Поставленное задание 1: Соберите из записей все строки, в которых встречается слово «windshield». Регистр букв учитывается.

Предоставленный текст:
=-=-=-=-=

Прямой эфир

Антон Носик: «Цель всего, что есть в фейсбуке – унитаз»

Монгайт
17 911
23:14, 07.04.2014

За столом у Анны Монгайт собрались блогер Антон Носик, дизайнер и предприниматель Илья Осколков-Ценципер, филолог Ирина Левонтина, Иван Засурский, завкафедрой новых медиа и теории коммуникации факультета журналистики МГУ и интернет-эксперт Антон Меркуров, чтобы всерьез поговорить о том, что каждого из нас волнует – о влиянии фейсбука на массовую культуру.

Антон Носик: «Цель всего, что есть в фейсбуке – унитаз»

Монгайт: Я хотела бы, чтобы вы ответили, действительно ли то бесконечное время, которое мы проводим в фейсбуке, и вообще особенность этой социальной сети повлияла на наши взгляды, в том числе и культурные, как вы считаете?

=-=-=-=-=

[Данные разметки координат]
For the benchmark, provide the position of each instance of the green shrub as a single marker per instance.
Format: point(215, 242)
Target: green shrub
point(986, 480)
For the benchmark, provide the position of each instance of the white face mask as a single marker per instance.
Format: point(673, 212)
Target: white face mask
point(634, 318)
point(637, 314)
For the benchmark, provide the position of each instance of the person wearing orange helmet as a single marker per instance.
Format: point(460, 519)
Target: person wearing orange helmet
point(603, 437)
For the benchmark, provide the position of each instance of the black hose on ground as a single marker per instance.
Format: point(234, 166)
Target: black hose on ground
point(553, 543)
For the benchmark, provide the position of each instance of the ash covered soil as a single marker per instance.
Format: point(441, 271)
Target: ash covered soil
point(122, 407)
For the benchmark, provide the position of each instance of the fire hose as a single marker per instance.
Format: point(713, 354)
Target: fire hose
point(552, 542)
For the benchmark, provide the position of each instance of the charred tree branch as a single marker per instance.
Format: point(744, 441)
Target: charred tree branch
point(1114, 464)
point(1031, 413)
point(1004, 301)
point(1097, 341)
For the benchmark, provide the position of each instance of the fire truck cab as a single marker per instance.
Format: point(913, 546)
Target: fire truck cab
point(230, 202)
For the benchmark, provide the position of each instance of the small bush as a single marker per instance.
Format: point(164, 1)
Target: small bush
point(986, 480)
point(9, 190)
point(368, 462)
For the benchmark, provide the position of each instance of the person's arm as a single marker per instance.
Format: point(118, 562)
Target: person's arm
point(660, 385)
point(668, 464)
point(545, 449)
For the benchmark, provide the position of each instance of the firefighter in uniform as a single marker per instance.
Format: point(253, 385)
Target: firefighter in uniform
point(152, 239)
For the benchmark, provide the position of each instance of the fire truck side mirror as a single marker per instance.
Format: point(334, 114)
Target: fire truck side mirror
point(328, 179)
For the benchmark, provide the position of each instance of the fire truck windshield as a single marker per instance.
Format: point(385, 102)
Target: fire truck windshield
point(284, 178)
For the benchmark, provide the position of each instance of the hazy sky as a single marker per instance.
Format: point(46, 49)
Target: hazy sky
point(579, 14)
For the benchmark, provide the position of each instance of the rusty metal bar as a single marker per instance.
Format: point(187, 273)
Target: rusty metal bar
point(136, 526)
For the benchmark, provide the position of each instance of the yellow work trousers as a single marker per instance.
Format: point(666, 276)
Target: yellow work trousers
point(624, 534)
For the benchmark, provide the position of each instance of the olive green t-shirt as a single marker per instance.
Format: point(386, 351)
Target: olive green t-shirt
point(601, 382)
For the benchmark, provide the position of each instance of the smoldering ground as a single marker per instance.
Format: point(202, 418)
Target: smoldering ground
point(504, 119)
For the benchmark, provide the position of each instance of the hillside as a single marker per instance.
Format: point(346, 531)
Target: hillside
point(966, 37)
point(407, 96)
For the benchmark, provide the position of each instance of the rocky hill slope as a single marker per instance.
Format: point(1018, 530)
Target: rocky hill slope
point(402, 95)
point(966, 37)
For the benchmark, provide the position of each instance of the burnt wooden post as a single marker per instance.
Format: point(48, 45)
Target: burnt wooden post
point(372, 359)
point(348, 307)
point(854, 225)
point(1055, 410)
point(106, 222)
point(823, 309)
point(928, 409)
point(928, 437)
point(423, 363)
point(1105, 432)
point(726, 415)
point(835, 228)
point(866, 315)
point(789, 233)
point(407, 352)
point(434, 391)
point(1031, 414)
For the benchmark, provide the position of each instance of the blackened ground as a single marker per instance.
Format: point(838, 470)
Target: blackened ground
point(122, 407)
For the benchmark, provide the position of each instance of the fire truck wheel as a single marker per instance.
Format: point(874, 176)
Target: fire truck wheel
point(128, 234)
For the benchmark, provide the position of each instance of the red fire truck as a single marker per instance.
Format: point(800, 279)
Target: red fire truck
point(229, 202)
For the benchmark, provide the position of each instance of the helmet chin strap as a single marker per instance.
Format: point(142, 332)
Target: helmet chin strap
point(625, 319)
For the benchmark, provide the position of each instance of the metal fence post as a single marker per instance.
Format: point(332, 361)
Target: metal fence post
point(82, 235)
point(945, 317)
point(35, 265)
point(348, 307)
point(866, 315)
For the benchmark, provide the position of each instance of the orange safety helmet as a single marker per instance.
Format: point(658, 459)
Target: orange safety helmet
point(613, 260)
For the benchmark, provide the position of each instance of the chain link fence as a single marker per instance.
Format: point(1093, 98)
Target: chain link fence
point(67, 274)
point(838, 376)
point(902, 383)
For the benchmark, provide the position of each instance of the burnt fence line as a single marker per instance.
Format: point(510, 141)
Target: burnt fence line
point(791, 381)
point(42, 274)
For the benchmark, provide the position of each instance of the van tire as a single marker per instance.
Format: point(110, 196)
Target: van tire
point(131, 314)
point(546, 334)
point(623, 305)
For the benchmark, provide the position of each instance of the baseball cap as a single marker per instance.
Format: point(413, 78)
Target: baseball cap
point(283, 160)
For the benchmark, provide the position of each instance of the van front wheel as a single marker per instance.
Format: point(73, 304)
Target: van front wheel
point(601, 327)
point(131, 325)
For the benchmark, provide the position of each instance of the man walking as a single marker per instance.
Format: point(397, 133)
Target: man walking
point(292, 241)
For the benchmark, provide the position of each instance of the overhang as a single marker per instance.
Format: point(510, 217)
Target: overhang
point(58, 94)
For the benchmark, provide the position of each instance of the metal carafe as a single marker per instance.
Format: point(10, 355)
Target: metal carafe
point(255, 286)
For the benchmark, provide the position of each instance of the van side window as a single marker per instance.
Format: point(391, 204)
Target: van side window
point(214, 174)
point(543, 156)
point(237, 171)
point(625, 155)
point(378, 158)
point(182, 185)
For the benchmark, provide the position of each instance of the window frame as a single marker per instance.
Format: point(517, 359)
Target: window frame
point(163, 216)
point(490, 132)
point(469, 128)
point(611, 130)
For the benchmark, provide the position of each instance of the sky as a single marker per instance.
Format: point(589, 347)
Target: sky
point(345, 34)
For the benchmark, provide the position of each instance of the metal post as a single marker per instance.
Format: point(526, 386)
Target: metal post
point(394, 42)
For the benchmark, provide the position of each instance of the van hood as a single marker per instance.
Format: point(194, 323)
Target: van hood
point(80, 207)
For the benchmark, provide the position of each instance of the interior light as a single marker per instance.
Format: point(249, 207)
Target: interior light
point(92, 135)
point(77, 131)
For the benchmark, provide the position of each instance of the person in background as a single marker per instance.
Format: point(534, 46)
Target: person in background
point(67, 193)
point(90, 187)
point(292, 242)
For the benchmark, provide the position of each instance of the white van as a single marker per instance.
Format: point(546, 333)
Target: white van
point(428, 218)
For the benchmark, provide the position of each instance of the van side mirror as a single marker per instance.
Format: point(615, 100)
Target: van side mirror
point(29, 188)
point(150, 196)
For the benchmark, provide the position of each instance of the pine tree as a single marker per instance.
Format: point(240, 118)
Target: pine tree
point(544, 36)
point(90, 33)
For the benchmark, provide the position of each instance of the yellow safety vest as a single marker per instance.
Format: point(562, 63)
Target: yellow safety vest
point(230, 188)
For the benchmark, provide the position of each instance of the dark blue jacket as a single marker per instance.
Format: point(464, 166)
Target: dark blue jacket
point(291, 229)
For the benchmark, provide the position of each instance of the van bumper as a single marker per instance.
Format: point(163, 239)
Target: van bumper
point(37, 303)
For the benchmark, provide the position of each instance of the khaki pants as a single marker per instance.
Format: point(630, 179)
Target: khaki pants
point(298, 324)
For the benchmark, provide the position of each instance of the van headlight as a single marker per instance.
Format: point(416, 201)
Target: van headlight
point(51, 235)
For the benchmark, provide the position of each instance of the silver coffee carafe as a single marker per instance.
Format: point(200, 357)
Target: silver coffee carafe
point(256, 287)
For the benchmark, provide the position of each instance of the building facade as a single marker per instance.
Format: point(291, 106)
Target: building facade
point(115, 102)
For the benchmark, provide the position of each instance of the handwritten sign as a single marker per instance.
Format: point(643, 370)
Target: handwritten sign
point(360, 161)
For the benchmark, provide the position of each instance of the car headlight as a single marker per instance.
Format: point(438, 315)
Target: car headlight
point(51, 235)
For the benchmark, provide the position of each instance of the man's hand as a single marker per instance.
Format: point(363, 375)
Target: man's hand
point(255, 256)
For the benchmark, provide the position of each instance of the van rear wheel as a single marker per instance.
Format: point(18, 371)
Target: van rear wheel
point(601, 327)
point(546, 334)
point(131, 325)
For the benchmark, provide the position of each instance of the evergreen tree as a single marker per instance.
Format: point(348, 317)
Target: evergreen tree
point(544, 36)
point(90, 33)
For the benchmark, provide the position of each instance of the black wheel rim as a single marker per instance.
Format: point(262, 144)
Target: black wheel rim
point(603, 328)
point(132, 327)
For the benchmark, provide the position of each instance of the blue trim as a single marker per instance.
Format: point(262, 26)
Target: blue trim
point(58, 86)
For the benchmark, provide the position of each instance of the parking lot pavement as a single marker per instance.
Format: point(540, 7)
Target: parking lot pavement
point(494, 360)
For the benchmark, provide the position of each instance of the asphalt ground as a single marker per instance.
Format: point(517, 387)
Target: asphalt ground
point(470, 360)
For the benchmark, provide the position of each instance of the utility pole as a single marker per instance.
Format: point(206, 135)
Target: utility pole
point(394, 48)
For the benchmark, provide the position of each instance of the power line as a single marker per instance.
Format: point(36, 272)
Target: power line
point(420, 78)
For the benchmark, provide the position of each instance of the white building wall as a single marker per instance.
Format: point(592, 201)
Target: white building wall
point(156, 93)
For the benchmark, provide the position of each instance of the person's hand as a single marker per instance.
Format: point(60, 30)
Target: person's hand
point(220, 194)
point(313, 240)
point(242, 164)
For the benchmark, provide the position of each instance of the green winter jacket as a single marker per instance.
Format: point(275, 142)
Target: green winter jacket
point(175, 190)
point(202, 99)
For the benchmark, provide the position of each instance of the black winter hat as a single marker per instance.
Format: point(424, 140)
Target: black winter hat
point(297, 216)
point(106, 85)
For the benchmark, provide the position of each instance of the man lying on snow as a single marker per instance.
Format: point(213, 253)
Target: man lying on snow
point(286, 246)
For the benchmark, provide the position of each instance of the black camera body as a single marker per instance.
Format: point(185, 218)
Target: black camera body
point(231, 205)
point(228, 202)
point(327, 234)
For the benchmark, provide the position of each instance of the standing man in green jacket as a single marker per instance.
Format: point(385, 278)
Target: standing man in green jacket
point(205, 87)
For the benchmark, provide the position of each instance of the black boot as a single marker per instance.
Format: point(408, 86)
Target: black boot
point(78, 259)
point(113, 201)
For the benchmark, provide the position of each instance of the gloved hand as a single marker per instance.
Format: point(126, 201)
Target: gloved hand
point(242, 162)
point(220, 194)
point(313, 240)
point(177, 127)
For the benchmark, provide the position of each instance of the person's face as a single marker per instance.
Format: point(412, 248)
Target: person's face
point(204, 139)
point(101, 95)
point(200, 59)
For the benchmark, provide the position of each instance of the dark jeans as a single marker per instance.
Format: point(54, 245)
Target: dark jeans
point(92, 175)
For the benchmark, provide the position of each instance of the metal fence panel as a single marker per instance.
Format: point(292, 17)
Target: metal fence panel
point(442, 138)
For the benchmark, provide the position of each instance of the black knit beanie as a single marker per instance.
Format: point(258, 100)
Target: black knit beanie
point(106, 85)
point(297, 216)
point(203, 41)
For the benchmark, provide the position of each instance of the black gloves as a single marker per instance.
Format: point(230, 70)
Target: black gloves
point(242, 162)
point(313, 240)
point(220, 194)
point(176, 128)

=-=-=-=-=

Поставленное задание 2: Назовите всех участников беседы, которые, согласно тексту о влиянии фейсбука, собрались за столом у Анны Монгайт.

Готовый ответ 1:
For the benchmark, provide the position of each instance of the fire truck windshield as a single marker per instance.
Target: fire truck windshield

Готовый ответ 2:
Антон Носик
Илья Осколков-Ценципер
Ирина Левонтина
Иван Засурский
Антон Меркуров